Exercise
Copy out all of the records below, swapping "search" for "find" wherever it occurs and keeping everything else the same.

Entries shown
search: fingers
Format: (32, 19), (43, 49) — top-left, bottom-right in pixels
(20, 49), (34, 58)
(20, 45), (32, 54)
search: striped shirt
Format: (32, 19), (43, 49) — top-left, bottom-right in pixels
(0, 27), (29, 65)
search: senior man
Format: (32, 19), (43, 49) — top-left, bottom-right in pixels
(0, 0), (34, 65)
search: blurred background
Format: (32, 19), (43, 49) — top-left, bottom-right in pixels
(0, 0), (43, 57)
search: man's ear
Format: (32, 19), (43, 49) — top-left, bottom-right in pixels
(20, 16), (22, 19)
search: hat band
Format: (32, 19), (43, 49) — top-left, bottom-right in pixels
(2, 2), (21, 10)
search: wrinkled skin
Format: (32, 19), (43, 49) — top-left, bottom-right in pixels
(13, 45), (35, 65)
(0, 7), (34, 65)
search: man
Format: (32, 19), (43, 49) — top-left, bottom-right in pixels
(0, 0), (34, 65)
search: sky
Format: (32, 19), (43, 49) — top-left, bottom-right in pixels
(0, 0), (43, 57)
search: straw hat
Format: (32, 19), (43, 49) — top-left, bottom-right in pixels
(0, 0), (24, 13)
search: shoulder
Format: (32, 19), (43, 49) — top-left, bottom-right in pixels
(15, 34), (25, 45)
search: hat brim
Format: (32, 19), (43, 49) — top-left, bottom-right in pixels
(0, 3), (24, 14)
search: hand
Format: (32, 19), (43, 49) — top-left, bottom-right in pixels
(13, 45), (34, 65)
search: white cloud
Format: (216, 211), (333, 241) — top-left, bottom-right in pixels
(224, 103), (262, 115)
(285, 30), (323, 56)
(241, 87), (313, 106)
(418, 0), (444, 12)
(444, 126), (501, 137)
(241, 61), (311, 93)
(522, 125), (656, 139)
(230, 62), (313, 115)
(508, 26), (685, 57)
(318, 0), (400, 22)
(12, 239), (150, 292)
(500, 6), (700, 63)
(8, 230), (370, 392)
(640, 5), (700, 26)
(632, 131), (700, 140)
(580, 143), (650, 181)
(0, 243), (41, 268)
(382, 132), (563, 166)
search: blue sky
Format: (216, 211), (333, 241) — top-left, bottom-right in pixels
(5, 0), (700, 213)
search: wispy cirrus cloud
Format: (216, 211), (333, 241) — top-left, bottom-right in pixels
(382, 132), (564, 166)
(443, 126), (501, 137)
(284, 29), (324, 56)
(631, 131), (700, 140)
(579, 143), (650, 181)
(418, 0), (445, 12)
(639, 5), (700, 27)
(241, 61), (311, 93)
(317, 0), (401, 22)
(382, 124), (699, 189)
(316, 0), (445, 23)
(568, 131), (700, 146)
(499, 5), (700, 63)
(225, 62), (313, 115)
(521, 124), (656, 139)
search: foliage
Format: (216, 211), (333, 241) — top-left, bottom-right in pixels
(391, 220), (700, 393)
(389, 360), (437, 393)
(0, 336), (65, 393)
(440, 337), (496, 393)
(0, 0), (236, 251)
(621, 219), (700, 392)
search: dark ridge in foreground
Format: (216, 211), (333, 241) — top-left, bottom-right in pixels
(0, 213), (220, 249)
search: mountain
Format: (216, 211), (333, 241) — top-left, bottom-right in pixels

Output of the exercise
find: fingers
Format: (32, 19), (43, 49) — top-left, bottom-right in pixels
(20, 49), (34, 58)
(20, 45), (32, 54)
find: striped shirt
Format: (32, 19), (43, 49) — top-left, bottom-right in pixels
(0, 27), (29, 65)
find: senior man
Format: (32, 19), (43, 49) — top-left, bottom-right in pixels
(0, 0), (34, 65)
find: blurred background
Format: (32, 19), (43, 49) — top-left, bottom-right in pixels
(0, 0), (43, 57)
find: man's ear
Format: (32, 19), (43, 49) — top-left, bottom-right in pixels
(20, 16), (22, 19)
find: hat band
Format: (32, 19), (43, 49) — top-left, bottom-right in pixels
(2, 2), (21, 10)
find: wrinkled skin
Format: (32, 19), (43, 49) — top-left, bottom-right in pixels
(13, 45), (35, 65)
(0, 7), (34, 65)
find: man
Format: (32, 19), (43, 49) — top-left, bottom-right in pixels
(0, 0), (34, 65)
find: sky
Format: (32, 19), (43, 49) — top-left, bottom-right in pixels
(0, 0), (43, 57)
find: straw hat
Format: (32, 19), (43, 49) — top-left, bottom-right in pixels
(0, 0), (24, 13)
find: shoulder
Format: (32, 19), (43, 49) — top-left, bottom-right in pixels
(15, 34), (25, 45)
find: hat brim
Format: (32, 19), (43, 49) — top-left, bottom-right in pixels
(0, 3), (24, 14)
find: hand
Format: (32, 19), (43, 49) — top-left, bottom-right in pixels
(13, 45), (34, 65)
find: white cloud
Format: (216, 211), (333, 241) — top-left, bottom-right in pixels
(224, 103), (262, 115)
(285, 30), (323, 56)
(241, 87), (313, 106)
(418, 0), (444, 12)
(444, 126), (501, 137)
(241, 61), (311, 93)
(522, 125), (656, 139)
(230, 62), (313, 115)
(508, 26), (685, 57)
(318, 0), (400, 22)
(12, 239), (150, 292)
(500, 6), (700, 63)
(8, 230), (370, 392)
(640, 5), (700, 26)
(632, 131), (700, 140)
(580, 143), (650, 181)
(0, 243), (41, 268)
(382, 132), (563, 166)
find: blue sky
Format: (216, 211), (333, 241) — top-left, bottom-right in pixels
(5, 0), (700, 213)
find: wispy cirrus cloud
Format: (216, 211), (333, 241) — top-left, bottom-right in pixels
(382, 132), (564, 166)
(443, 126), (501, 137)
(284, 29), (324, 56)
(631, 131), (700, 140)
(579, 143), (650, 181)
(418, 0), (445, 12)
(639, 5), (700, 27)
(241, 61), (311, 93)
(317, 0), (401, 22)
(382, 124), (699, 189)
(316, 0), (445, 23)
(568, 131), (700, 146)
(499, 5), (700, 63)
(225, 62), (313, 115)
(521, 124), (656, 139)
find: foliage
Format: (216, 211), (333, 241) — top-left, bottom-right in pixels
(391, 220), (700, 393)
(389, 360), (437, 393)
(0, 336), (65, 393)
(440, 337), (496, 393)
(0, 0), (236, 251)
(621, 219), (700, 392)
find: dark ridge in foreground
Format: (216, 211), (333, 241) — top-left, bottom-right in pixels
(0, 213), (220, 249)
find: mountain
Format: (216, 211), (333, 241) — top-left, bottom-right in pixels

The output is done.